* _Task to complete_
Drop the pictures, then extract the listing word for word.

* _Dataset content_
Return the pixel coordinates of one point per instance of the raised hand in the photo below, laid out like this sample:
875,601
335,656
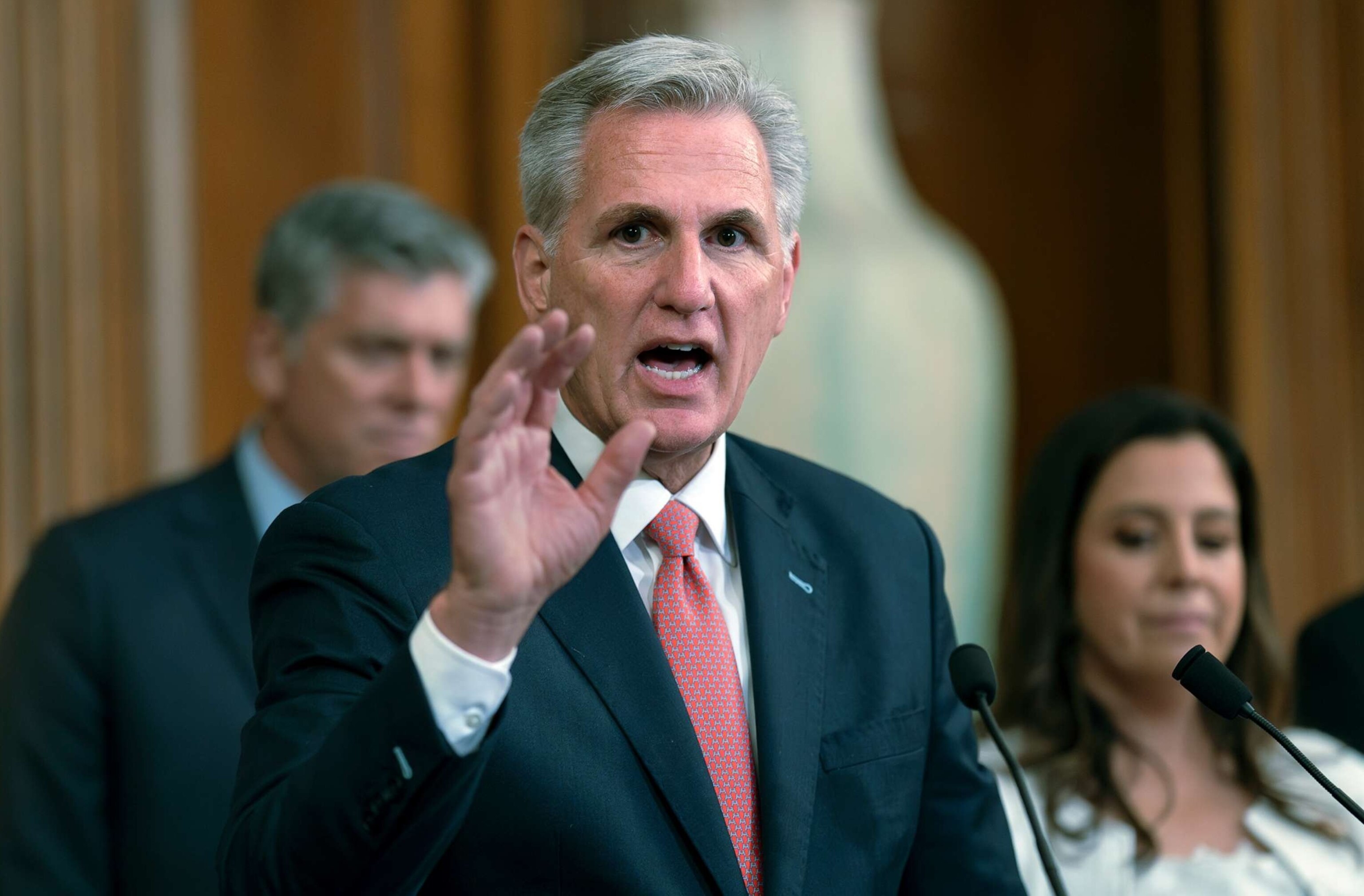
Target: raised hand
519,529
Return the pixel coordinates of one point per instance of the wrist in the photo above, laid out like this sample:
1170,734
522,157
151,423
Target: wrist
490,635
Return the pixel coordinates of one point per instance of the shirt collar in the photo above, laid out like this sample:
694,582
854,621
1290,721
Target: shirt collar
646,497
268,491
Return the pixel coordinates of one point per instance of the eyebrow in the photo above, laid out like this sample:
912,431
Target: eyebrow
741,217
1152,510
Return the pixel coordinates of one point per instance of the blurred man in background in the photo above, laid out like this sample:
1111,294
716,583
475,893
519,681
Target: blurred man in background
126,655
1330,673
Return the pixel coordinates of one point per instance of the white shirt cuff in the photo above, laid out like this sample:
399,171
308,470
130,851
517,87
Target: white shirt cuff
464,691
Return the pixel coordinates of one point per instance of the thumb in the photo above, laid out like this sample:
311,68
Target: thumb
620,463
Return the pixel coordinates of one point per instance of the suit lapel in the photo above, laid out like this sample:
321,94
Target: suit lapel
217,547
786,606
605,629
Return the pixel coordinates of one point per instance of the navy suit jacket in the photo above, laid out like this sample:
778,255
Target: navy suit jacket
591,779
1330,673
125,683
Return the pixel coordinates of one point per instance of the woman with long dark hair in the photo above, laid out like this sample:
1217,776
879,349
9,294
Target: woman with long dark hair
1137,538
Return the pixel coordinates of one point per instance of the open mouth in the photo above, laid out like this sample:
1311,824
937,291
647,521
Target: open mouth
676,360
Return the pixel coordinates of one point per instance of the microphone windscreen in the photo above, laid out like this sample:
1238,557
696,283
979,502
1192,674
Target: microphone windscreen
971,674
1213,684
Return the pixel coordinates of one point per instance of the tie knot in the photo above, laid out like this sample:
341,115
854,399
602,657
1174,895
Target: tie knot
674,529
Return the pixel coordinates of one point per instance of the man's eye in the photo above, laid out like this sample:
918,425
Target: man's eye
730,238
632,234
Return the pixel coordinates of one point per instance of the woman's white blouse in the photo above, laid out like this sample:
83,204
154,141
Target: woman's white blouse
1293,861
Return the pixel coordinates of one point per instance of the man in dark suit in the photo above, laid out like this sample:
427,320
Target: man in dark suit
519,665
126,655
1330,673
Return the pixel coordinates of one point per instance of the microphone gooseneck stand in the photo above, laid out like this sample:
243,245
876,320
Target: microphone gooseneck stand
973,679
1218,689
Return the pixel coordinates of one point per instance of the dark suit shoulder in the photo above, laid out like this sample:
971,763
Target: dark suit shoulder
404,490
815,486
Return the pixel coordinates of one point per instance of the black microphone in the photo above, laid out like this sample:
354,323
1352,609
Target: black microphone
1224,693
973,679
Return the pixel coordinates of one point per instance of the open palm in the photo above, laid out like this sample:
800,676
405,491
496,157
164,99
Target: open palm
519,531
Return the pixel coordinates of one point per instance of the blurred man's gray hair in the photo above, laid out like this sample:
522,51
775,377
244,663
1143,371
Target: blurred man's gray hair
655,73
361,225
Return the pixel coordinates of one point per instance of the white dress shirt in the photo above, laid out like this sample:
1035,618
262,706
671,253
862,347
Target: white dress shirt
466,691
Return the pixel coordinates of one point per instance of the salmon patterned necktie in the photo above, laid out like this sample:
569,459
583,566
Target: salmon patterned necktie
702,655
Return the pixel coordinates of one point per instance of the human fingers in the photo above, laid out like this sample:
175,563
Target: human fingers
490,406
555,373
620,463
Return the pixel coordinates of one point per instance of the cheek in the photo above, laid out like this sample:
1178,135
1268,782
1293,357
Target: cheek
1229,585
1108,595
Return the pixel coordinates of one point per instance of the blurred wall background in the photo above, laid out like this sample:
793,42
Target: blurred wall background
1081,194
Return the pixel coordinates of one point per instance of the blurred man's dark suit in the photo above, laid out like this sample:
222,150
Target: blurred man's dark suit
1330,673
591,779
125,681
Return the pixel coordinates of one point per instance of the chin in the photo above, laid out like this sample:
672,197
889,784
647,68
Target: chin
678,437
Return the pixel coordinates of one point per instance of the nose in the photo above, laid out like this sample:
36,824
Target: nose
686,281
419,387
1183,558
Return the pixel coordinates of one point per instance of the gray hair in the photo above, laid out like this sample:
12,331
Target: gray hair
654,73
361,225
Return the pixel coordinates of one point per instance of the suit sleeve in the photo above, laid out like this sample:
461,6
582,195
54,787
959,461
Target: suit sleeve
345,785
1330,683
54,838
962,843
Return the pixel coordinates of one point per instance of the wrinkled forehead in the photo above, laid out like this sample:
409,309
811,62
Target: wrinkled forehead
689,157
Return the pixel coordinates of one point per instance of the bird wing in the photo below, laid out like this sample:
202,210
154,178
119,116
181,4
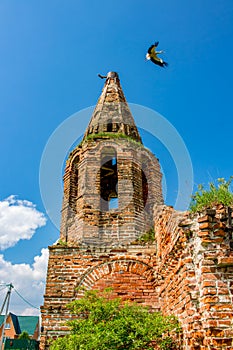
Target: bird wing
153,47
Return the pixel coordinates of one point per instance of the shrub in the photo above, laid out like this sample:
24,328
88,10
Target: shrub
216,194
102,323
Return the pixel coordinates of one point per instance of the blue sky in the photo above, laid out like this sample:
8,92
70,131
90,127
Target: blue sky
50,54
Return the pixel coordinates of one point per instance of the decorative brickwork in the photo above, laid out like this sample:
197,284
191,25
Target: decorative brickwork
187,271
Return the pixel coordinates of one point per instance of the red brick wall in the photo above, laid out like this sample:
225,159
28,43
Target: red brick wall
188,272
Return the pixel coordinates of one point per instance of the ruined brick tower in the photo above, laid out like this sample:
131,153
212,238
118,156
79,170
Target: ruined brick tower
113,198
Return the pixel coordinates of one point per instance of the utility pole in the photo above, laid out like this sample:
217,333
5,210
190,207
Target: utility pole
5,302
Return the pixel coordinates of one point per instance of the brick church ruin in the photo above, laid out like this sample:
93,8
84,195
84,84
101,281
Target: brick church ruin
112,199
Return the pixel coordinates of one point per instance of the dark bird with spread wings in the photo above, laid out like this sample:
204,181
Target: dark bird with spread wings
152,55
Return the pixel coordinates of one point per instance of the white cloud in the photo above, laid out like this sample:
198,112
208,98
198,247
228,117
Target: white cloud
28,281
19,219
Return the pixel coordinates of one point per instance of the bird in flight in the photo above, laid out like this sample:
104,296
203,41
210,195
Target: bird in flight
152,55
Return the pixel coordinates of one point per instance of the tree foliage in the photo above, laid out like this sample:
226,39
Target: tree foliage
216,194
102,323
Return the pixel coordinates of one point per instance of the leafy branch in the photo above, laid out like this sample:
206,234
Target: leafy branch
219,193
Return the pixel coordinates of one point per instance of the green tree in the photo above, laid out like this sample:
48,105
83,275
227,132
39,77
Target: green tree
102,323
219,193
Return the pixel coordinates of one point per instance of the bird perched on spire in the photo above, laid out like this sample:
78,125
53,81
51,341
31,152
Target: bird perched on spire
152,55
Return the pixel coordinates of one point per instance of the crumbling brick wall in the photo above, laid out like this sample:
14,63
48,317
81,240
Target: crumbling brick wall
195,268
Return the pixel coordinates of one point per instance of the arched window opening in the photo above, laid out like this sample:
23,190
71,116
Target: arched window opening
108,179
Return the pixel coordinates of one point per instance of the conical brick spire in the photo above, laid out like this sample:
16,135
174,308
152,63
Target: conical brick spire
112,114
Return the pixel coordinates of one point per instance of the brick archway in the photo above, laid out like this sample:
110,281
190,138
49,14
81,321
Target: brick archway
130,279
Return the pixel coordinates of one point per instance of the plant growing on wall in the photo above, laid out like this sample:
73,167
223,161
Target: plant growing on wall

* _Answer for the task_
Return the pixel coordinates of one point per instance of the raised hand in the photo below, laid out like this sample:
875,601
335,656
Target: raised hand
519,529
Return the pixel coordinates of one point per instance of the wrist in the photo above, laid out like this sample:
1170,734
522,157
151,423
Target: wrist
490,635
Return the pixel coordinates of one point per instance of the shirt collar in the photo above, laid out like this sample:
694,582
854,621
1290,721
Target: shirt collar
646,497
268,491
Return the pixel coordinates of one point per instance of the eyebrow in the photo above, laid out like this sample:
912,431
Target: eyebrow
741,217
1152,510
Return the pixel coordinates of one point per instance of the blurred man in background in the photo above, laid out like this sample:
1111,294
716,583
475,893
519,681
Target: blurred man in background
126,655
1330,673
Return the pixel coordinates of one point per instance of the white shirt cuff in the photo above, laid out like this sample:
399,171
308,470
130,851
517,87
Target: white shirt cuff
464,691
Return the pixel coordinates of one point per instance of the thumb in the photo above, laid out like this sample:
311,68
Target: thumb
620,463
Return the pixel coordinates of one point per instance of the suit lapel in the photo above, laid out like this sample:
321,94
Target: suit lapel
217,547
786,606
605,629
Return the pixel coordinates of one point per instance of the navy suit jacket in the photo above, laid out like this sample:
778,255
Target: navy suit jacket
591,779
1330,673
125,683
Return the pixel coordinates of one point per instance of the woman with long dark hair in the photo above, laid out like this sample:
1217,776
879,349
9,294
Target: woman with long dark hair
1137,538
Return the pixel coordinates of one point per instance of the open mouth in the photo above, laid out like this sample:
1311,824
937,291
647,521
Target: open mouth
676,360
Return the pixel coordinates of one point per instance of the microphone windscreen in the photo above, laid out like this sample:
1238,557
696,283
979,502
1192,674
Target: microphone windscreen
971,674
1213,684
Return the pixel coordinates of one point per instance of the tie knot in the photo above, laid out like this sample:
341,115
854,399
602,657
1174,895
Target: tie knot
674,529
Return the pixel coordinates of one point per instance of the man's eye in the photo above, laid out like this sample:
918,425
Target: man's eye
730,238
632,234
Return the pixel coordinates of one point per instance of the woman's white blouse in the photo above, laid out like this sample:
83,204
154,141
Target: woman's white blouse
1293,861
Return the pixel coordinates of one point per instance of the man in dark suit in the photo above, laid out like this sample:
427,320
Target: man in dark suit
519,665
126,655
1330,673
Return the pixel coordinates of one point per instance of the microphone gooseneck stand in the photo above, laid out like this sample:
243,245
876,320
Target: microphone gooseneck stand
973,679
1218,689
Return the pixel coordinates of one point per instance of the dark suit shoulder in the photo above, laid out like this sample:
971,763
Target: dark suit shoulder
404,490
815,486
Return the pixel coordinates of one point per instance of the black microphone in the photo above, laid out like this sample:
354,323
1352,609
Target: black microphone
1224,693
973,679
Return the pixel coordinates of one point per instance of the open palm in the photo above, laid out like this sample:
800,676
405,491
496,157
164,99
Target: open palm
519,531
Return the pixel coordinates of one point per instance of the blurred man's gray hair in the photo above, laid out like this sample:
522,51
775,377
244,663
1143,371
Target: blurred man's gray hair
655,73
361,225
Return the pixel coordinates of one point per instance of the white dress shirt in the photo above, laid out like this sample:
1035,618
262,706
671,253
862,347
Target: white dress shirt
466,691
Return the pixel coordinates of one point per instance of the salmon patterned necktie in the photo above, laid out like this sample:
569,459
583,566
Target: salmon patterned necktie
702,655
Return the pixel coordinates of one point per instance of the human fingers in the photo above, laid out like this sample:
175,563
Target: human fingers
490,406
555,373
620,463
Return the pixel coordinates of one point per instance of the cheek in the photo above, laid out like this sample:
1178,135
1268,782
1293,357
Target: cheek
1229,585
1108,595
Return the pixel coordinates of one point per instance of the blurred wall background in the photo above, laid out like this sample:
793,42
Target: blurred wall background
1081,194
Return the pixel coordinates of one point per instance of the blurred man's dark suit in the photo above, laid out like this sample:
222,150
Target: blurred man's dark suit
1330,673
591,779
125,681
Return the pixel coordinates of one point per instance of the chin in the photo above, laid out like this sample:
672,197
889,784
647,68
Target: chin
678,437
Return the pixel coordinates of one point per instance of the nose in the photo above, laid out like this sample:
36,824
Target: nose
686,281
419,387
1183,558
Return the pixel coordinates of one point per instance of the gray hair in the photo above, laid out like this sample:
12,331
Target: gray hair
654,73
361,225
Return the pixel coordinates of one point per instance of the suit sleeve in the photo above, laid out like this sample:
461,6
582,195
54,787
959,461
Target: suit sleeve
345,785
1330,683
54,838
962,843
Return the pixel coordinates of one point per instance of the wrinkled forehead in the photo above, laid out like this sample:
409,309
811,62
Target: wrinkled forehead
689,157
Return the pixel coordinates of one point per instance of the bird wing in the photo below, laid out like this sample:
202,210
154,178
119,116
181,4
Target: bird wing
153,47
Return the pixel coordinates of one point per instance of the shrub in the photo above, laid out like this sample:
24,328
88,10
Target: shrub
216,194
102,323
Return the pixel coordinates of one point per instance of the blue sky in the photo above, laid out like this sample:
8,92
70,131
90,127
Target: blue sky
50,54
Return the pixel coordinates of one point per instance of the decorative brickwork in the photo above, laid out like this sample:
197,284
191,25
Target: decorative brickwork
187,271
Return the pixel coordinates of one point per instance of the red brick wall in the photo above, laid out like this sample:
225,159
28,43
Target: red brick wall
188,272
Return the pixel coordinates of one point per instance of the ruined brick tower in the photo above, laid out like this sample:
131,153
212,238
118,156
79,170
Target: ruined brick tower
113,198
Return the pixel coordinates of one point per instance of the utility pole in the photo above, laid out like this sample:
217,333
5,210
190,207
Target: utility pole
5,302
Return the pixel coordinates of one point per instance of the brick church ruin in the photo above, laid out like this sample:
93,8
84,195
84,84
101,281
Target: brick church ruin
112,199
Return the pixel coordinates of one point per instance of the dark bird with spread wings in the photo above, laid out like this sample:
204,181
Target: dark bird with spread wings
152,55
Return the pixel coordinates of one point per instance of the white cloud in the photo above, laid out like this sample:
198,112
208,98
198,247
228,117
Target: white cloud
28,281
19,219
Return the pixel coordinates of one point per instance of the bird in flight in the photo above, laid out like this sample:
104,296
203,41
210,195
Target: bird in flight
152,55
Return the pixel coordinates of one point per instance of the tree foliage in the photo above, laid out like this sample:
226,39
Target: tree foliage
216,194
102,323
Return the pixel coordinates of one point per instance of the leafy branch in the photo above, laid out like this sample:
206,234
Target: leafy branch
219,193
Return the pixel coordinates of one point per instance of the green tree in the photo above, laid out like this sample:
48,105
83,275
227,132
39,77
Target: green tree
102,323
219,193
Return the pixel coordinates of one point per instance of the bird perched on spire in the photo above, laid out like this sample:
78,125
53,81
51,341
31,152
Target: bird perched on spire
152,55
Return the pixel coordinates of one point per instance of the crumbling brick wall in the photo above, laid out like this sample:
14,63
48,317
81,240
Target: crumbling brick wall
195,268
Return the pixel coordinates of one point per instance of the arched window opening in the photo above, laid out like this sample:
23,190
71,116
Target: arched window opening
108,179
Return the pixel coordinates of one point per instance of the conical brick spire in the photo above, laid out like this sample:
16,135
174,308
152,63
Target: conical brick spire
112,114
Return the pixel coordinates of one point per instance of the brick archway in the photo above, laid out like this sample:
110,281
190,138
49,14
81,321
Target: brick archway
130,279
Return the pixel coordinates of one point per instance of the plant growing on wall in the photo above, laid out like this sample:
73,167
223,161
Target: plant growing on wall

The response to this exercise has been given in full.